** start of Records to process **

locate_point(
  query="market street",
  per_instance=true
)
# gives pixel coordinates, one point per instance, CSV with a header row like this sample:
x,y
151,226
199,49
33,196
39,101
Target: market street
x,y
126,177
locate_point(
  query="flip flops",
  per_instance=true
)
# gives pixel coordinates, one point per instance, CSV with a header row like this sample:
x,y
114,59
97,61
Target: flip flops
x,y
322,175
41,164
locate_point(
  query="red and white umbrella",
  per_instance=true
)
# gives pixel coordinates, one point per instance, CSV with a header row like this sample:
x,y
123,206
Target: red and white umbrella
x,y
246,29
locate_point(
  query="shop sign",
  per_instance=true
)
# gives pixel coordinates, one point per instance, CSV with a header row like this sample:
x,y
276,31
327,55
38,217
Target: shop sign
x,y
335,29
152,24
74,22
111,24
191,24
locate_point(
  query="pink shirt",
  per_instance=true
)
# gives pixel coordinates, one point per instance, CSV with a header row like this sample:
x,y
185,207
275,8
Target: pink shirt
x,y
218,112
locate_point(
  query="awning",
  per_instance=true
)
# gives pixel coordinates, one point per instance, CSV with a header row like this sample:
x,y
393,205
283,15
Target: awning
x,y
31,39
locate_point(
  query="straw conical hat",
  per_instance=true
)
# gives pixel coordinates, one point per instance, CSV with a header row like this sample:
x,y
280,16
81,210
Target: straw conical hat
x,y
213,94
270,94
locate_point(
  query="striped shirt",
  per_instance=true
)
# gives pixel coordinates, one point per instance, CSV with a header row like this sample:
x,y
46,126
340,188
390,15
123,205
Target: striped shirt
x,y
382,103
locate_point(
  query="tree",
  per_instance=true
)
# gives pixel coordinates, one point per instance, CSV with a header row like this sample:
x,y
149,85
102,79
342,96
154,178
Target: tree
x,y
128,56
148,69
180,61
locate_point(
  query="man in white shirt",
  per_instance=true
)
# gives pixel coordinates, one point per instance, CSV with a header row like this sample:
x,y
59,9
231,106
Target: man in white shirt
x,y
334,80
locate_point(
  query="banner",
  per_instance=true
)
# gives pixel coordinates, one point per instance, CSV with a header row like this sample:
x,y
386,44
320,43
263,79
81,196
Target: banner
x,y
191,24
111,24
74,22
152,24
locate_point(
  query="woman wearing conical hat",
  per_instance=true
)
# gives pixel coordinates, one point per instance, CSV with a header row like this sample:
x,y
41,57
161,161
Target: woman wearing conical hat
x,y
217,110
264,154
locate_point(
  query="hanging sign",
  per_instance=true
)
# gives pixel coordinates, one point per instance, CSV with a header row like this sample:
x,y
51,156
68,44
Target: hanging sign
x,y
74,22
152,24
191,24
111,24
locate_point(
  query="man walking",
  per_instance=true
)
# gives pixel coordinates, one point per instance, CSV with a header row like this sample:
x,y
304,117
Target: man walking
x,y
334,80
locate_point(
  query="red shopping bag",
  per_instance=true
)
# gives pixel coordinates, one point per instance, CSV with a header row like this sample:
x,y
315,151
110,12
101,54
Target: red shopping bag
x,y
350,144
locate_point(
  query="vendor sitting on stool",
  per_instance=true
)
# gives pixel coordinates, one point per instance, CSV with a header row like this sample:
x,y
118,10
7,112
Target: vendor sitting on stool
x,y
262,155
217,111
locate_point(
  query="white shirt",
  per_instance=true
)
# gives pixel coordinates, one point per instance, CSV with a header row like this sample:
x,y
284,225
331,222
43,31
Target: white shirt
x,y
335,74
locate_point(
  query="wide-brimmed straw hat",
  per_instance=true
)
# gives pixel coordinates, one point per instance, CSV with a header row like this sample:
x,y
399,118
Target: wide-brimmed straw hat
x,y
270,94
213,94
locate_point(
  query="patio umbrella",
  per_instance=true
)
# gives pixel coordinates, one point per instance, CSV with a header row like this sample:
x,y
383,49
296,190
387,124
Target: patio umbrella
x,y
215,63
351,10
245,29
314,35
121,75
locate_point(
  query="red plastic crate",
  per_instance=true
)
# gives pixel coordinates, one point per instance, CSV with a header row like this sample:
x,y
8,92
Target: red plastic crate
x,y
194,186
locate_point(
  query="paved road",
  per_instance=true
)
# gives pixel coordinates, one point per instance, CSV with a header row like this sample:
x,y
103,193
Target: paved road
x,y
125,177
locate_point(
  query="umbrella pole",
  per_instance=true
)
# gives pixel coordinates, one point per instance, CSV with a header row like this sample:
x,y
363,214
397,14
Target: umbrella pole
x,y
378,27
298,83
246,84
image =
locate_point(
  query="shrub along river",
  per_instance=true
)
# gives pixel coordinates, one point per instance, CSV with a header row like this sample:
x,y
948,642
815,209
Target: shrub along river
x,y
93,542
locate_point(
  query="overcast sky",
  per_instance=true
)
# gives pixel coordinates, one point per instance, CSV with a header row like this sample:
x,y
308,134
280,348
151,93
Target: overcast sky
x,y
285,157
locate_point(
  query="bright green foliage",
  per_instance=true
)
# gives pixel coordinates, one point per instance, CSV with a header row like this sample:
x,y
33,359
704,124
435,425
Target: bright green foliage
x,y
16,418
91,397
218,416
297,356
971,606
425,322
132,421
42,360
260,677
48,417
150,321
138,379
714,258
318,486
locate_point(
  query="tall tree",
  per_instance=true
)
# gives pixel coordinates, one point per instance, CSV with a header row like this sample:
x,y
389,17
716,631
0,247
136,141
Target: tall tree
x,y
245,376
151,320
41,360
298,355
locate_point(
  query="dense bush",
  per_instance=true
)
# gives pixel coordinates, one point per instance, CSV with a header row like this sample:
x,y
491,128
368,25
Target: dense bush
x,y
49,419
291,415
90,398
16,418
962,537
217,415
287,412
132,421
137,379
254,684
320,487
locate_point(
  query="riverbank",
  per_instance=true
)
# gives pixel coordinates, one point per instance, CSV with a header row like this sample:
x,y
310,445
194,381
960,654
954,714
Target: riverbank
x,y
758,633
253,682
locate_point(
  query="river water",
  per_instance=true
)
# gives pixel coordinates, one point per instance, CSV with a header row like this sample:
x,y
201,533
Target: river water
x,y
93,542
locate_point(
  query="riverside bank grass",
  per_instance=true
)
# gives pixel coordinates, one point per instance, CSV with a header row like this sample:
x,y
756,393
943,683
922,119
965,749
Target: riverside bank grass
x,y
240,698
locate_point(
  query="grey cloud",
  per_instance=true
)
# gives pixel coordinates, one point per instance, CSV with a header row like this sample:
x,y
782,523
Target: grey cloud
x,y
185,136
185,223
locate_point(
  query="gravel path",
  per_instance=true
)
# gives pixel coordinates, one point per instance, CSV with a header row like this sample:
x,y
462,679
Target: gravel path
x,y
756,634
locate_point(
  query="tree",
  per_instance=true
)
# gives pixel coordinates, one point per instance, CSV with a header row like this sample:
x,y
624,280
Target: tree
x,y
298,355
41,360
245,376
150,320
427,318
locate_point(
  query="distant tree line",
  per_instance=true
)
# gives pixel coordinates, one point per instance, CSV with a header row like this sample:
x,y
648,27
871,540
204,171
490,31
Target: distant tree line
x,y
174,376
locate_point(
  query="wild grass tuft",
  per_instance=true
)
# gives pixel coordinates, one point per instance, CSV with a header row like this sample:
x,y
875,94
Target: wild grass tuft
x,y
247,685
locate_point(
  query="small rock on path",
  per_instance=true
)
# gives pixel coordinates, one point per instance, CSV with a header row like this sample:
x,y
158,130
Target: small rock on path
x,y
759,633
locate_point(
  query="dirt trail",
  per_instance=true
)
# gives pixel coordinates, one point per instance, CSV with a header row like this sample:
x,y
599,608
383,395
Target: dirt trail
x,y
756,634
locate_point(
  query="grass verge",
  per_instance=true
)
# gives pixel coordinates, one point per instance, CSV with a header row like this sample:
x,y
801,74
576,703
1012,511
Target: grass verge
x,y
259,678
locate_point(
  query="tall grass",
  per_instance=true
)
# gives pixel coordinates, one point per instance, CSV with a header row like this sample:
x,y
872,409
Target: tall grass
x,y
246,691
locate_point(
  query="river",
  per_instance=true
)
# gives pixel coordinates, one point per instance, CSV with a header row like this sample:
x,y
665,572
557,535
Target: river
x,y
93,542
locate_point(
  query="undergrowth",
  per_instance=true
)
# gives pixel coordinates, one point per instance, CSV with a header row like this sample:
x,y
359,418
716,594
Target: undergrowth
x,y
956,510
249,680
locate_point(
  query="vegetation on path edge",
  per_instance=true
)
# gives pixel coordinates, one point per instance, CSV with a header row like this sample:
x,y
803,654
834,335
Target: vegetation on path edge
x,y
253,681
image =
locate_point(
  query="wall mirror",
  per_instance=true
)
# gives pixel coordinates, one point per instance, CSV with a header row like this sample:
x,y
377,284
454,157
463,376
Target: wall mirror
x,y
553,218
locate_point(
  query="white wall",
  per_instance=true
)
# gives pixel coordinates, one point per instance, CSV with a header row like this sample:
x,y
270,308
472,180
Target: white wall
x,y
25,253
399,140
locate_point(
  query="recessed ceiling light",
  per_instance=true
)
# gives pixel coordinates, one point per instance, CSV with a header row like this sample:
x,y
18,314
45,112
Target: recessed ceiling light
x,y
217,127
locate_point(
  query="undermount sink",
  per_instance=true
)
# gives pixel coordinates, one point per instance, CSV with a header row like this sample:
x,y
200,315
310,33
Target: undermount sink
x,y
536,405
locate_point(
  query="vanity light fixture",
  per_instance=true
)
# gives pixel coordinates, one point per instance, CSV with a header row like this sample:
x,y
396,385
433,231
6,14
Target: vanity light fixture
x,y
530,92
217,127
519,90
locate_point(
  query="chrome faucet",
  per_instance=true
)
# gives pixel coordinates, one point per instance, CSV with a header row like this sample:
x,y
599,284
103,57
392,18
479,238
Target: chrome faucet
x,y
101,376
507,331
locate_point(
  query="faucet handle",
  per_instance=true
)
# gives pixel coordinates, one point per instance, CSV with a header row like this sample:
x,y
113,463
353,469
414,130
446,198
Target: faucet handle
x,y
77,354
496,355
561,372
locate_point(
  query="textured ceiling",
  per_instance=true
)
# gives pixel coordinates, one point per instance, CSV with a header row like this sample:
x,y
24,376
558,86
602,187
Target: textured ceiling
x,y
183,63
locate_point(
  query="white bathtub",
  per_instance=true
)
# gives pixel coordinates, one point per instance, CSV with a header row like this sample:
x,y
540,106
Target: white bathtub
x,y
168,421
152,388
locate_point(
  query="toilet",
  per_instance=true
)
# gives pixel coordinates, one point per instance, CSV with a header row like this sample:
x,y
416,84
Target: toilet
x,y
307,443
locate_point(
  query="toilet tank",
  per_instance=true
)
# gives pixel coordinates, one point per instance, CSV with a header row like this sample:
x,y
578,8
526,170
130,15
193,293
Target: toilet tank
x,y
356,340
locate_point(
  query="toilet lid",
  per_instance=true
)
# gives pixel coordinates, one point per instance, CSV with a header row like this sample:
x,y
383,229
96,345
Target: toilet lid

** end of Records to process **

— Your task —
Copy out every line of the data above that contains the string "crate". Matching is case-sensitive.

— Result of this exercise —
  query="red plastic crate",
Target: red plastic crate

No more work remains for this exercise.